Rows from an object pointing dataset
+++

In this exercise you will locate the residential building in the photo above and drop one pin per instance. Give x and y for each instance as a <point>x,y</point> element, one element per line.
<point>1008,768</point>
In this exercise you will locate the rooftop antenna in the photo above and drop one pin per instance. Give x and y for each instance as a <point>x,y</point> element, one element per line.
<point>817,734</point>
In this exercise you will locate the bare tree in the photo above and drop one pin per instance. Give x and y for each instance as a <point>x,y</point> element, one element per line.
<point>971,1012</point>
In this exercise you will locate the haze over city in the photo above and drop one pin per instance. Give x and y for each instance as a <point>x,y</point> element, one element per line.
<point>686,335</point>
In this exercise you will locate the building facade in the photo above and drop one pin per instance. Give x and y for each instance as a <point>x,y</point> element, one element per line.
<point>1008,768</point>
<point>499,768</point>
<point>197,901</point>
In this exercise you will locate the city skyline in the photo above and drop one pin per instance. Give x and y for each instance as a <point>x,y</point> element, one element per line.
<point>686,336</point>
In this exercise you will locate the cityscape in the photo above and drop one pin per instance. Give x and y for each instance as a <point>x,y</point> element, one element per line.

+++

◆ **SHORT TASK**
Can you render every line of the records above as a JSON list of strings, one string per line, with any blank lines left out?

◆ **ANSWER TO THE TASK**
[
  "In this exercise you will locate the residential building in the photo above and drop one pin per instance. Give x and y for each instance as a <point>x,y</point> element, one element per line.",
  "<point>1008,768</point>",
  "In this exercise you will locate the rooftop antenna in the photo above and drop one pin per instance. Give x and y for each instance as a <point>x,y</point> element, one element per line.",
  "<point>817,734</point>",
  "In this exercise you will locate the bare tree in the photo above and drop one pin per instance. Give x and y for each instance as a <point>x,y</point> element, one element per line.",
  "<point>971,1012</point>",
  "In this exercise you will locate the haze over city in the photo above and drop one pin per instance. Give x and y for each instance as a <point>x,y</point> element, one element per line.",
  "<point>686,335</point>",
  "In this exercise you will locate the building facade in the photo above and drop one pin per instance. Give x and y for each instance as a <point>x,y</point> element, one element per line.",
  "<point>1008,768</point>",
  "<point>499,768</point>",
  "<point>197,901</point>",
  "In this exercise you will locate the city skyline in the photo above and drop one pin per instance. Give x and y for each instance as a <point>x,y</point> element, one element per line.",
  "<point>686,336</point>",
  "In this exercise you will locate the cityscape in the photo above and drop one pin per instance. Give x and y for each instance as a <point>x,y</point> element, one element per line."
]